#### [WORK ITEM]
All that is asked is a faithful reproduction of the entries.

(Region pointing data)
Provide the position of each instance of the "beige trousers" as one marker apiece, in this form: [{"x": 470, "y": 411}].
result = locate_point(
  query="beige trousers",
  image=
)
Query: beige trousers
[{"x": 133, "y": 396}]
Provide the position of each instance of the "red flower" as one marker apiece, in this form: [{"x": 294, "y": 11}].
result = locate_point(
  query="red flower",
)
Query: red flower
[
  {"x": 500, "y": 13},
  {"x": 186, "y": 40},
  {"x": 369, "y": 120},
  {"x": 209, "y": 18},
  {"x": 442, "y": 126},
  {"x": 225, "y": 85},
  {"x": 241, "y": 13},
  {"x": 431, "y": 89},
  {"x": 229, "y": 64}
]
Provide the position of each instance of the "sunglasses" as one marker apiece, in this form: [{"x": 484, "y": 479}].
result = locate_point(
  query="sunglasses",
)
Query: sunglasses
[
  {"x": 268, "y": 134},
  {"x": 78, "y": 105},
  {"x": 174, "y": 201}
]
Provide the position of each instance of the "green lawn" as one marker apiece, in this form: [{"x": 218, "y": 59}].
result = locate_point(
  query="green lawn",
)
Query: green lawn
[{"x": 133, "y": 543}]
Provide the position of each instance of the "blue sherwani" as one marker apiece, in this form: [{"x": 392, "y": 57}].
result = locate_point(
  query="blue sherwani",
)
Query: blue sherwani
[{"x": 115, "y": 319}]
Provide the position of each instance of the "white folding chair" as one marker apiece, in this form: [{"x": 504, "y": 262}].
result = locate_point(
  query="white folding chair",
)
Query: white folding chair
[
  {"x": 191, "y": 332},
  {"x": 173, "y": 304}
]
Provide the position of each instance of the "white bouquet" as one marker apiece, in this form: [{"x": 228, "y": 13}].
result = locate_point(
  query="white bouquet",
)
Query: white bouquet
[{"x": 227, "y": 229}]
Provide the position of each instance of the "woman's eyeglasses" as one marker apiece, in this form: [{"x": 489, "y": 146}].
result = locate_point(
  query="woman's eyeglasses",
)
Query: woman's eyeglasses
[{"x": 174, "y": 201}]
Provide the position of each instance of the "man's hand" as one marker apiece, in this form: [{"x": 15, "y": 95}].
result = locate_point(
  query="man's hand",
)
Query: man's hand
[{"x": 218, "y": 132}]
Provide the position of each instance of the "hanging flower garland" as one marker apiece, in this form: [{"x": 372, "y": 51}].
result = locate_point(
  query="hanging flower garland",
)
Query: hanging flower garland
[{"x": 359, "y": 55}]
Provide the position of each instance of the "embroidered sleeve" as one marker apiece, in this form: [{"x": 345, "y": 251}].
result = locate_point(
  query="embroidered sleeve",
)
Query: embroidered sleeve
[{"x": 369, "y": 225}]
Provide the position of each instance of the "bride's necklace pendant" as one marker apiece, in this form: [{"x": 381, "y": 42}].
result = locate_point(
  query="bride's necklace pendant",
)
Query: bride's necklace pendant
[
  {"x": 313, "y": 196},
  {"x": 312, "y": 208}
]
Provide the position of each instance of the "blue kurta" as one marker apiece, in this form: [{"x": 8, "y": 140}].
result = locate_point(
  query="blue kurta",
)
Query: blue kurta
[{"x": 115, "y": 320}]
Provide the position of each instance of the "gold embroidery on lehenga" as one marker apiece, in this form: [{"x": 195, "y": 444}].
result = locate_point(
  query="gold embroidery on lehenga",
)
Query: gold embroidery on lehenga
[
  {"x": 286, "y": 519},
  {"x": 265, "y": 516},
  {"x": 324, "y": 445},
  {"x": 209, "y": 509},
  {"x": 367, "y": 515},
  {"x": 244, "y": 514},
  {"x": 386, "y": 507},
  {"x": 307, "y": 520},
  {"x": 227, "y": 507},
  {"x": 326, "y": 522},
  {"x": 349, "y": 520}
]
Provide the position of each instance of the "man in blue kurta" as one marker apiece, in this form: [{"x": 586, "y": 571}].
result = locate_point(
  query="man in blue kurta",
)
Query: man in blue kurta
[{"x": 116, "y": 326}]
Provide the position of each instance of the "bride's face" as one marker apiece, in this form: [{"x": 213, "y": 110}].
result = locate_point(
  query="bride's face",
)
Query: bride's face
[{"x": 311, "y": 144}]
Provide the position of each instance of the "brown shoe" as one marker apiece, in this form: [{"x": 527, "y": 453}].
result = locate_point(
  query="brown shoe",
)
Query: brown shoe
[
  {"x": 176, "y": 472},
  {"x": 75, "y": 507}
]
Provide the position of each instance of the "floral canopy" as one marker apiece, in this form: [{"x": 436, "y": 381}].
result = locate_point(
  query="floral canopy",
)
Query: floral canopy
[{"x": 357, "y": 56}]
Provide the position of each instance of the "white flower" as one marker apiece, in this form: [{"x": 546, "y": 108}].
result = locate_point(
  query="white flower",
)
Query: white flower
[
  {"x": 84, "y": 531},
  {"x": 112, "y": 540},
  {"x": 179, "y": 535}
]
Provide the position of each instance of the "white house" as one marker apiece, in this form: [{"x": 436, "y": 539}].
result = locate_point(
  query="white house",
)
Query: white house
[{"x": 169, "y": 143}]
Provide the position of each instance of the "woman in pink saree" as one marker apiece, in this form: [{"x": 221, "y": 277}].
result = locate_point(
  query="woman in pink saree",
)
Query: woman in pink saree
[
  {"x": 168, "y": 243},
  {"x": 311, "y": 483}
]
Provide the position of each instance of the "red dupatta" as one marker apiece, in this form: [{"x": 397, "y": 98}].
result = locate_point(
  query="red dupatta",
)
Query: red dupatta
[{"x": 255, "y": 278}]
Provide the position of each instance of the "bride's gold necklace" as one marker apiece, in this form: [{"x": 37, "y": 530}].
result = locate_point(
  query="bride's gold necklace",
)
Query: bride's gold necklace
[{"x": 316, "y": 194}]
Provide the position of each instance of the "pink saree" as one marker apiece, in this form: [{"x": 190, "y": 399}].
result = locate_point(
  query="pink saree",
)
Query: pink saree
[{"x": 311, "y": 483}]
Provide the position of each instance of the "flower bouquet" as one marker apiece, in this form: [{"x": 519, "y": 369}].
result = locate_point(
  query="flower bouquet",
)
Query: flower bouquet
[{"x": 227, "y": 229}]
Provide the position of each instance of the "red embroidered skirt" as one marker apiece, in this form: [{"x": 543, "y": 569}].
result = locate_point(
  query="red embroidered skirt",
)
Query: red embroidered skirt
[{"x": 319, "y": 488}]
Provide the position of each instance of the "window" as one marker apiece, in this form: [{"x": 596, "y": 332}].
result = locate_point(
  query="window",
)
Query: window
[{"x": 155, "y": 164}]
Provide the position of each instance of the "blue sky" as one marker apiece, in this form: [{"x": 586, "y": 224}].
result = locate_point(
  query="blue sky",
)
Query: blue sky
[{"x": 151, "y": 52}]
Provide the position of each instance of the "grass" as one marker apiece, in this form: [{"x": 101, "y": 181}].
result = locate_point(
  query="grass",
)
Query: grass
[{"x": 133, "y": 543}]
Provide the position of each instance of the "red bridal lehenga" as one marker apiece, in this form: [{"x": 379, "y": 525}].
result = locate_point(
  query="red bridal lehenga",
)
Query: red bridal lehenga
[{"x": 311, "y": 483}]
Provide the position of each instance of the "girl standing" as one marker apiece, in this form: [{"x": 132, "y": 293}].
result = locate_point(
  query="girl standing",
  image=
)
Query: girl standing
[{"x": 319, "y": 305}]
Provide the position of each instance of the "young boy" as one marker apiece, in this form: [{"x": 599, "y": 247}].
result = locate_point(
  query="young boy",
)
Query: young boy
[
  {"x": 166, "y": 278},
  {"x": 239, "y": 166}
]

#### [EXERCISE RESPONSE]
Provide the position of each instance of the "beige trousers" as one marker apiece, in this form: [{"x": 470, "y": 411}].
result = locate_point(
  query="beige trousers",
  image=
)
Query: beige trousers
[{"x": 133, "y": 396}]
Provide the position of each instance of the "red flower" as one marker apiece, in this form: [{"x": 294, "y": 11}].
result = locate_point(
  query="red flower",
)
Query: red flower
[
  {"x": 500, "y": 13},
  {"x": 186, "y": 40},
  {"x": 369, "y": 120},
  {"x": 209, "y": 18},
  {"x": 442, "y": 126},
  {"x": 225, "y": 85},
  {"x": 241, "y": 13},
  {"x": 431, "y": 89},
  {"x": 229, "y": 64}
]
Provide the position of each instance of the "sunglasses" as one marker apiece, in this form: [{"x": 484, "y": 479}].
result = locate_point(
  query="sunglasses",
)
Query: sunglasses
[
  {"x": 268, "y": 134},
  {"x": 78, "y": 105},
  {"x": 174, "y": 201}
]
Provide the position of each instance of the "green lawn" as one marker apiece, in this form: [{"x": 218, "y": 59}].
result = locate_point(
  query="green lawn",
)
Query: green lawn
[{"x": 133, "y": 543}]
Provide the position of each instance of the "blue sherwani" as one marker apiece, in this form: [{"x": 392, "y": 57}].
result = locate_point(
  query="blue sherwani",
)
Query: blue sherwani
[{"x": 115, "y": 319}]
Provide the position of each instance of the "white folding chair" as one marker apiece, in this form: [{"x": 504, "y": 262}].
result = locate_point(
  query="white folding chair",
)
Query: white folding chair
[
  {"x": 191, "y": 332},
  {"x": 173, "y": 304}
]
Provide the position of each instance of the "white bouquet" as one marker apiece, in this form: [{"x": 228, "y": 13}].
result = locate_point(
  query="white bouquet",
)
Query: white bouquet
[{"x": 227, "y": 229}]
Provide the position of each instance of the "woman's eyeglasses" as one marker apiece, in this form: [{"x": 489, "y": 146}].
result = locate_point(
  query="woman's eyeglasses",
)
Query: woman's eyeglasses
[{"x": 174, "y": 201}]
Provide the position of each instance of the "man's hand" as one marker apiece, in this form: [{"x": 15, "y": 95}].
result = locate_point(
  query="man's hand",
)
Query: man's hand
[{"x": 218, "y": 132}]
Provide the position of each instance of the "hanging flower garland" as one marker apiece, in this form: [{"x": 372, "y": 51}].
result = locate_point(
  query="hanging flower garland",
)
Query: hanging flower garland
[{"x": 359, "y": 55}]
Provide the position of each instance of the "embroidered sleeve" as one marker apiece, in this form: [{"x": 345, "y": 251}].
result = locate_point(
  query="embroidered sleeve",
)
Query: embroidered sleeve
[{"x": 369, "y": 225}]
Provide the position of each instance of the "bride's necklace pendant" as one marker apiece, in this form: [{"x": 381, "y": 42}].
result = locate_point(
  query="bride's necklace pendant",
)
Query: bride's necklace pendant
[
  {"x": 313, "y": 196},
  {"x": 312, "y": 208}
]
Provide the position of each instance of the "blue kurta" as one marker apiece, in this form: [{"x": 8, "y": 140}].
result = locate_point(
  query="blue kurta",
)
Query: blue kurta
[{"x": 115, "y": 320}]
Provide the position of each instance of the "gold embroidery on lehenga" as one marker apiece, in this form: [{"x": 195, "y": 444}].
result = locate_point(
  query="gold embroidery on lehenga",
)
Query: gold embroidery on lehenga
[
  {"x": 286, "y": 519},
  {"x": 265, "y": 516},
  {"x": 324, "y": 445},
  {"x": 209, "y": 509},
  {"x": 367, "y": 515},
  {"x": 244, "y": 514},
  {"x": 386, "y": 507},
  {"x": 307, "y": 520},
  {"x": 227, "y": 507},
  {"x": 326, "y": 522},
  {"x": 349, "y": 520}
]
Provide the position of each instance of the "man in blue kurta" as one marker apiece, in this form: [{"x": 586, "y": 571}].
result = locate_point(
  query="man in blue kurta",
)
Query: man in blue kurta
[{"x": 116, "y": 326}]
Provide the position of each instance of the "bride's face" as one marker apiece, in this form: [{"x": 213, "y": 110}].
result = locate_point(
  query="bride's face",
)
Query: bride's face
[{"x": 311, "y": 144}]
Provide the position of each instance of the "brown shoe" as one marker apiece, in this form: [{"x": 527, "y": 453}].
result = locate_point(
  query="brown shoe",
)
Query: brown shoe
[
  {"x": 176, "y": 472},
  {"x": 75, "y": 507}
]
Provide the position of each instance of the "floral canopy" as one marker apiece, in this form: [{"x": 436, "y": 381}].
result = locate_point(
  query="floral canopy",
)
Query: floral canopy
[{"x": 357, "y": 56}]
Provide the position of each instance of the "white flower" as one marker apiece, in this form: [{"x": 546, "y": 108}].
result = locate_point(
  query="white flower",
)
Query: white flower
[
  {"x": 84, "y": 531},
  {"x": 112, "y": 540},
  {"x": 179, "y": 535}
]
Provide the position of each instance of the "white house" as one marker apiece, in this form: [{"x": 436, "y": 539}].
result = locate_point(
  query="white house",
)
Query: white house
[{"x": 169, "y": 143}]
Provide the position of each instance of the "woman in pink saree" as one marker apiece, in this form: [{"x": 221, "y": 277}].
result = locate_point(
  query="woman in pink saree",
)
Query: woman in pink saree
[
  {"x": 168, "y": 243},
  {"x": 311, "y": 483}
]
Provide the position of each instance of the "red dupatta" as one marker apiece, in this form: [{"x": 397, "y": 98}].
result = locate_point(
  query="red dupatta",
)
Query: red dupatta
[{"x": 255, "y": 278}]
Provide the position of each instance of the "bride's gold necklace" as one marker apiece, in this form: [{"x": 37, "y": 530}].
result = locate_point(
  query="bride's gold necklace",
)
Query: bride's gold necklace
[{"x": 316, "y": 194}]
Provide the position of each instance of the "pink saree" as one marker apiece, in this form: [{"x": 190, "y": 399}].
result = locate_point(
  query="pink saree",
)
Query: pink saree
[{"x": 311, "y": 483}]
Provide the position of each instance of the "flower bouquet" as one marker apiece, in this form: [{"x": 519, "y": 369}].
result = locate_point(
  query="flower bouquet",
)
Query: flower bouquet
[{"x": 227, "y": 229}]
Provide the position of each instance of the "red embroidered skirt" as one marker apiece, in this form: [{"x": 543, "y": 569}].
result = locate_point(
  query="red embroidered skirt",
)
Query: red embroidered skirt
[{"x": 319, "y": 488}]
Provide the position of each instance of the "window" as one marker apiece, in this form: [{"x": 596, "y": 332}].
result = locate_point(
  query="window",
)
Query: window
[{"x": 155, "y": 164}]
Provide the position of each instance of the "blue sky" as one marker apiece, in this form: [{"x": 586, "y": 224}].
result = locate_point(
  query="blue sky",
)
Query: blue sky
[{"x": 151, "y": 52}]
Provide the position of each instance of the "grass" as one marker apiece, in this form: [{"x": 101, "y": 181}].
result = locate_point(
  query="grass",
)
Query: grass
[{"x": 133, "y": 543}]
Provide the position of each instance of the "red bridal lehenga" as one marker apiece, in this form: [{"x": 379, "y": 525}].
result = locate_point(
  query="red bridal lehenga",
)
Query: red bridal lehenga
[{"x": 311, "y": 483}]
Provide the position of each instance of the "girl standing" as one marker apiece, in this form: [{"x": 132, "y": 293}].
result = locate_point(
  query="girl standing",
  image=
)
Query: girl standing
[{"x": 319, "y": 305}]
Provide the position of each instance of the "young boy" as one marker apiece, in this form: [{"x": 599, "y": 247}].
result = locate_point(
  query="young boy",
)
Query: young boy
[
  {"x": 166, "y": 278},
  {"x": 239, "y": 166}
]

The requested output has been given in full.